14 Et Dieu, qui a ressuscité le Seigneur,
nous ressuscitera aussi, par sa puissance.
15 Ne savez-vous pas que vos corps sont des membres du Christ ?
17 Celui qui s'unit au Seigneur
n'est plus qu'un seul esprit avec lui.
18 Fuyez l'impureté.
Tous les péchés que l'homme peut commettre
sont extérieurs à son corps ;
mais l'impureté
est un péché contre le corps lui-même.
19 Ne le savez-vous pas ?
Votre corps est le temple de l'Esprit Saint,
qui est en vous et que vous avez reçu de Dieu ;
vous ne vous appartenez plus à vous-mêmes,
20 car le Seigneur vous a achetés très cher.
Rendez gloire à Dieu dans votre corps.

───

> Tâche à réaliser:
Reproduisez fidèlement, dans le passage fourni sur le corps comme temple de l'Esprit Saint, la partie qui s'ouvre sur les mots contenant « 17 Celui qui » et se ferme sur « savez-vous pas ? ».

> Matériel fourni:
───

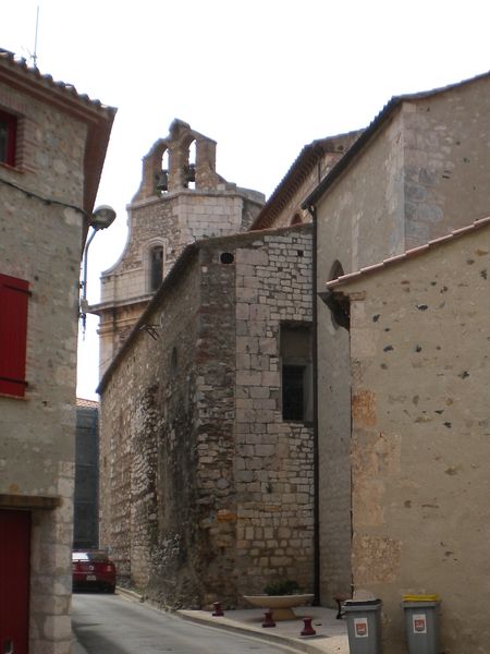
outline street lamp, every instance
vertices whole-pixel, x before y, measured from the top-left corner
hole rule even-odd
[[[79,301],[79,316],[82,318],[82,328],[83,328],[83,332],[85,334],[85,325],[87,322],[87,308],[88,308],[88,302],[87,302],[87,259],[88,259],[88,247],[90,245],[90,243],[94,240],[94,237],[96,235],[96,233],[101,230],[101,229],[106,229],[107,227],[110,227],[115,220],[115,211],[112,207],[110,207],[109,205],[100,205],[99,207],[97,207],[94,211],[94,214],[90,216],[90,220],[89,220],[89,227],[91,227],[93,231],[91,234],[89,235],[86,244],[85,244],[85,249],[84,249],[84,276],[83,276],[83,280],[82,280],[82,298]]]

───

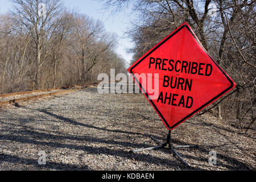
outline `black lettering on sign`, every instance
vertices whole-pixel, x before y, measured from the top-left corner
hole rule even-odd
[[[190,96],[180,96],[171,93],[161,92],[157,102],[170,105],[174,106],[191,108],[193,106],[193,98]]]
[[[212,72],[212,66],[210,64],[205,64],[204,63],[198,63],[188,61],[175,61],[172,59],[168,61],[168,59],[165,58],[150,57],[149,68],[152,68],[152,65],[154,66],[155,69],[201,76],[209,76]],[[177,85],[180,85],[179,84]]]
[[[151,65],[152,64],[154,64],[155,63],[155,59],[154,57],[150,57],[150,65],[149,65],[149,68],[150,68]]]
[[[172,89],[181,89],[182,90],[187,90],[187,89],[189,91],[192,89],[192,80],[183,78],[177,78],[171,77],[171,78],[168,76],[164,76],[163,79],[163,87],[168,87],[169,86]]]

───

> Réponse attendue:
17 Celui qui s'unit au Seigneur
n'est plus qu'un seul esprit avec lui.
18 Fuyez l'impureté.
Tous les péchés que l'homme peut commettre
sont extérieurs à son corps ;
mais l'impureté
est un péché contre le corps lui-même.
19 Ne le savez-vous pas ?